INSTRUCTIONS TO FOLLOW: In the records below, write out word for word every line from the one containing "Target: window" through the end of the records, both ends included.

BEGIN RECORDS FOR THIS TASK

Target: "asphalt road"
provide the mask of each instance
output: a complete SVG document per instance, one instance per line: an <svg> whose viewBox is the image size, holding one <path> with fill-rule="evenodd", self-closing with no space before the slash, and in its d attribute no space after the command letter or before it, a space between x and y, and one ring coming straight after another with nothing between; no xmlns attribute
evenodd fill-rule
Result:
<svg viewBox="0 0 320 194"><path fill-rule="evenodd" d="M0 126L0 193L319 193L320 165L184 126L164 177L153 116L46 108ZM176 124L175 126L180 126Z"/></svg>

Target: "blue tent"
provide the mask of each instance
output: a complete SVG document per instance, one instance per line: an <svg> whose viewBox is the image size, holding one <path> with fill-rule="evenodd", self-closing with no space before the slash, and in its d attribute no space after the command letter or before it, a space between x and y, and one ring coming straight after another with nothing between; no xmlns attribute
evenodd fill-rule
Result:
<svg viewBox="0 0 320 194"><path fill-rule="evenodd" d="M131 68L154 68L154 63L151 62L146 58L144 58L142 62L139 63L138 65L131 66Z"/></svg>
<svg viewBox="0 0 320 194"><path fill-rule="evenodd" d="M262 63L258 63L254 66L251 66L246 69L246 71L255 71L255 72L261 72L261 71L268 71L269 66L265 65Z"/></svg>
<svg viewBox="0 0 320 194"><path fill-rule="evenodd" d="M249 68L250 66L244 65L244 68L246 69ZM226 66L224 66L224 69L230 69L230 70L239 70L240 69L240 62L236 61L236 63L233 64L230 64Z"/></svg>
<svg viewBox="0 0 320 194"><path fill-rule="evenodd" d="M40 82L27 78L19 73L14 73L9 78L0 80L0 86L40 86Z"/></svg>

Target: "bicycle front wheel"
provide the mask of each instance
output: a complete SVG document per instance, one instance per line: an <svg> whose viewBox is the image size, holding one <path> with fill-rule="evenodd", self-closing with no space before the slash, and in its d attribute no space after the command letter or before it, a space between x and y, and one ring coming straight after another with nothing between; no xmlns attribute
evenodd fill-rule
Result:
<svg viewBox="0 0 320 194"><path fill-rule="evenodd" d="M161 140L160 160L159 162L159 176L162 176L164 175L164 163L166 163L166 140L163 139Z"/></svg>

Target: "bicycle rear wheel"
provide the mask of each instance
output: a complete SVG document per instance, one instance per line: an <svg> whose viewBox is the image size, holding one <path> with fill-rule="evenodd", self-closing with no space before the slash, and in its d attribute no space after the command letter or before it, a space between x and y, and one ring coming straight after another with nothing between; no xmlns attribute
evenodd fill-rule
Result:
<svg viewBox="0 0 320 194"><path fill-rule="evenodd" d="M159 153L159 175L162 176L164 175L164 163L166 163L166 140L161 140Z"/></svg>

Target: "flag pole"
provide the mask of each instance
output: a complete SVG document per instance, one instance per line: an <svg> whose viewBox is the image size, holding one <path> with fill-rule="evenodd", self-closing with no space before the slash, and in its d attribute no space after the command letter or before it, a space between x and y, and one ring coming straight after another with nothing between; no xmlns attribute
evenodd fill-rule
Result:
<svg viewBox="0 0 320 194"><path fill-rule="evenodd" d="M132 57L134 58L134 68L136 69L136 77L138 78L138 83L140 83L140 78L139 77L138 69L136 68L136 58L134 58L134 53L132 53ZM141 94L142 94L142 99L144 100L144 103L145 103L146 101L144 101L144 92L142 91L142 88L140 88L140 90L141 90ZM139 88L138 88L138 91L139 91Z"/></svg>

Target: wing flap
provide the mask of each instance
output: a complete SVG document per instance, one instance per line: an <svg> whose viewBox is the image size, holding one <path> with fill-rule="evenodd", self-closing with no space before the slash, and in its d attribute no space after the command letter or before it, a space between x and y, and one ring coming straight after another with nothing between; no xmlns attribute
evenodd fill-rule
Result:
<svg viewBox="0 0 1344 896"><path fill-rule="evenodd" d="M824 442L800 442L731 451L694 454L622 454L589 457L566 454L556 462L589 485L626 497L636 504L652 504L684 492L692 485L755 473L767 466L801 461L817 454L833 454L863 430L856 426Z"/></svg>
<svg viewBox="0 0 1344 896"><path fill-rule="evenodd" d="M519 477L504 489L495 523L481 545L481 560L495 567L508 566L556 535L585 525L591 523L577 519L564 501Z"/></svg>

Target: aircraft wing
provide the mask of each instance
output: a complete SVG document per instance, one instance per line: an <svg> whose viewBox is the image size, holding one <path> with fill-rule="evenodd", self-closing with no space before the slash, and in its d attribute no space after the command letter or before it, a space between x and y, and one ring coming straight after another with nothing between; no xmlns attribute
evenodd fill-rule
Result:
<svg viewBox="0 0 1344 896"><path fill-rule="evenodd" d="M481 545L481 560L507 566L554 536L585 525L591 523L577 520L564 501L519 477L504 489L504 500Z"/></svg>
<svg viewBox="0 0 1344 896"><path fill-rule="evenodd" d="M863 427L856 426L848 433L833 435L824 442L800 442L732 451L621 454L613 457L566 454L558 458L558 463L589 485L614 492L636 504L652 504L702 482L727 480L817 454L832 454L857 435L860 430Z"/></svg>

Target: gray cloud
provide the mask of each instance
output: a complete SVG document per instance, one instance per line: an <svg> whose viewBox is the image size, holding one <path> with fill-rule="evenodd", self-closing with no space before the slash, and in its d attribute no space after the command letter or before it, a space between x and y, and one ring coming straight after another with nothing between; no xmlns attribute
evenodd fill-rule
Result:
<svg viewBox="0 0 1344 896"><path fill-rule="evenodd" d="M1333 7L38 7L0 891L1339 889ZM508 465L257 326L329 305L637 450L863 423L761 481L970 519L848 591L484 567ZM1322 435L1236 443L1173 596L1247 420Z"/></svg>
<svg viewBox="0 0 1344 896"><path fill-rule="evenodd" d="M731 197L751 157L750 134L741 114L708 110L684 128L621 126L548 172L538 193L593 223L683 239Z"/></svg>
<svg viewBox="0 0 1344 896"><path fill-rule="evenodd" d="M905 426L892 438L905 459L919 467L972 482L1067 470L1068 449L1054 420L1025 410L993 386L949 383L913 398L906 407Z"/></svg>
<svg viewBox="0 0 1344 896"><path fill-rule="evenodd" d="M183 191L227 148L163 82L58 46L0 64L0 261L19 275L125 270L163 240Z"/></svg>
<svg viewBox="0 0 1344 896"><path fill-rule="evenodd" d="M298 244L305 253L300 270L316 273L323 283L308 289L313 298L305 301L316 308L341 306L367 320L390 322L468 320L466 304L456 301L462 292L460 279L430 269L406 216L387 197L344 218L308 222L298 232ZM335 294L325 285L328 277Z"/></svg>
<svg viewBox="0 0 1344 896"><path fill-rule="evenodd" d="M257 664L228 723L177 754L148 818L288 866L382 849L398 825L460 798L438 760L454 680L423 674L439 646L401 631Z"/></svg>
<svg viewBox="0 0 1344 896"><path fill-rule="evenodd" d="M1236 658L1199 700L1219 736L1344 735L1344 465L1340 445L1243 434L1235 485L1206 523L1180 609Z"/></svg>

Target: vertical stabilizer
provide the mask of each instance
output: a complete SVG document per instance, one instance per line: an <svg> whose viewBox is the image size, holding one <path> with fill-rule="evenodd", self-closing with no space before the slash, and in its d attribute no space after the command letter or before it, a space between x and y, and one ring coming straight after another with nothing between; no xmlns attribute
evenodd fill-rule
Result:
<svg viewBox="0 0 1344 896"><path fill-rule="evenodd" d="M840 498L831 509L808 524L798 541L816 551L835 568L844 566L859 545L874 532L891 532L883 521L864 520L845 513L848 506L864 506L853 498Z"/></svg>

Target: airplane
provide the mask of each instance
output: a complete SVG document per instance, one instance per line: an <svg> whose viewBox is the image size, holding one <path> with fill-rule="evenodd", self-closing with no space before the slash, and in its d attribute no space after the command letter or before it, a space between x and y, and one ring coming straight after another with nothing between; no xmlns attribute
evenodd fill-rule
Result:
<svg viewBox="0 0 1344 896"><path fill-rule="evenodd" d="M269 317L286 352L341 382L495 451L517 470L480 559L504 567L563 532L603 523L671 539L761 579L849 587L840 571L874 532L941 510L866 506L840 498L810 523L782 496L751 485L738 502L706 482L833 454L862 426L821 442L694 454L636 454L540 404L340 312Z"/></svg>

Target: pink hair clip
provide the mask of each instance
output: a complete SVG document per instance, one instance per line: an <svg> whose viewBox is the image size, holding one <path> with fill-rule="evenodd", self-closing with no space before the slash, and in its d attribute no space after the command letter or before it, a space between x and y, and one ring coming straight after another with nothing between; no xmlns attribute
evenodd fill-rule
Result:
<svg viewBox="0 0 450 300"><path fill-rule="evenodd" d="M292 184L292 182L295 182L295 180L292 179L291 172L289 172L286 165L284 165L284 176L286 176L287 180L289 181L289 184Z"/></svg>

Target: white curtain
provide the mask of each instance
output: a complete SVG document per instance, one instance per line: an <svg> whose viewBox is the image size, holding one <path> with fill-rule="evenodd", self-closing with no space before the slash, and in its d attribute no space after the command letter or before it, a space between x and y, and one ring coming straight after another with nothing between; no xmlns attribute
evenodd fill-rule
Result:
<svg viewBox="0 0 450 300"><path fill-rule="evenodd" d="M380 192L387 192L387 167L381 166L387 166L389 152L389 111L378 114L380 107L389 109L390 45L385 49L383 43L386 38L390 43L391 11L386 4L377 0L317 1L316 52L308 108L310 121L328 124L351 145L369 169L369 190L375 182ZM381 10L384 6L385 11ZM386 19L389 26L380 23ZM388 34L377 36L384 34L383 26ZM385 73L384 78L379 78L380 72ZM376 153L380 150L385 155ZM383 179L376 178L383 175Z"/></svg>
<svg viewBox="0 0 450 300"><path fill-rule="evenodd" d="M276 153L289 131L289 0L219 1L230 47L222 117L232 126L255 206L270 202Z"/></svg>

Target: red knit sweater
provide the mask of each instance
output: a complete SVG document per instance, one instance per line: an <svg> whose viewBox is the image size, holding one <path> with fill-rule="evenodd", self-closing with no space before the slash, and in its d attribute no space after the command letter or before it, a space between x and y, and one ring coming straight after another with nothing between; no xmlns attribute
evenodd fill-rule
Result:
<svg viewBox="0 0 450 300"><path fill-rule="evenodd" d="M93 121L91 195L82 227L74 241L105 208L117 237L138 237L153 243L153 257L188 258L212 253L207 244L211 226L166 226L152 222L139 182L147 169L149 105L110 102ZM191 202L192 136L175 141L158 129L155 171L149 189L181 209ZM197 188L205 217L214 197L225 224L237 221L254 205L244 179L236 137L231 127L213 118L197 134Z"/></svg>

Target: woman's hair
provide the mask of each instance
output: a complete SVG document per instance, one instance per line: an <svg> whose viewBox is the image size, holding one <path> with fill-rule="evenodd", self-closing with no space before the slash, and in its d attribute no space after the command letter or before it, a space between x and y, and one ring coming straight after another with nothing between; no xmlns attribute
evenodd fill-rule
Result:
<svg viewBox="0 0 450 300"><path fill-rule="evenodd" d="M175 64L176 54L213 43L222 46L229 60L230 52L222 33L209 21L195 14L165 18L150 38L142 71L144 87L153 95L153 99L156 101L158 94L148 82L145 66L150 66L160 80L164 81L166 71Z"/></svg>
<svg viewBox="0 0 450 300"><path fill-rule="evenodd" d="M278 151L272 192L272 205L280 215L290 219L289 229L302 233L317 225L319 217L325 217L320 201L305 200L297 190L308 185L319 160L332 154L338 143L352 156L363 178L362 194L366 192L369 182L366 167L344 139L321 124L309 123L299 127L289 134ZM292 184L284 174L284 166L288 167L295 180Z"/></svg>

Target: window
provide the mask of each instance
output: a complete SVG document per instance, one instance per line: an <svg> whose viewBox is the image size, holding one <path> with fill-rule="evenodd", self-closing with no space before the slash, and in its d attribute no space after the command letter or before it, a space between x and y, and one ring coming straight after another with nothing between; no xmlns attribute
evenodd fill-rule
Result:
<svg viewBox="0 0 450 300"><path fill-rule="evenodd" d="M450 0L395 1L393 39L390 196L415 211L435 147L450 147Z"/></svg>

END RECORDS FOR THIS TASK

OUTPUT:
Target: window
provide the mask of each instance
output: a complete SVG document per instance, one instance per line: an <svg> whose viewBox is the image size, holding one <path> with fill-rule="evenodd", self-closing with no space before the slash, and in its d attribute no space after the command letter or before it, a space between x and y, and one ring coming straight after another with nothing between; no xmlns attribute
evenodd fill-rule
Result:
<svg viewBox="0 0 450 300"><path fill-rule="evenodd" d="M450 0L395 1L393 39L390 196L415 211L435 147L450 147Z"/></svg>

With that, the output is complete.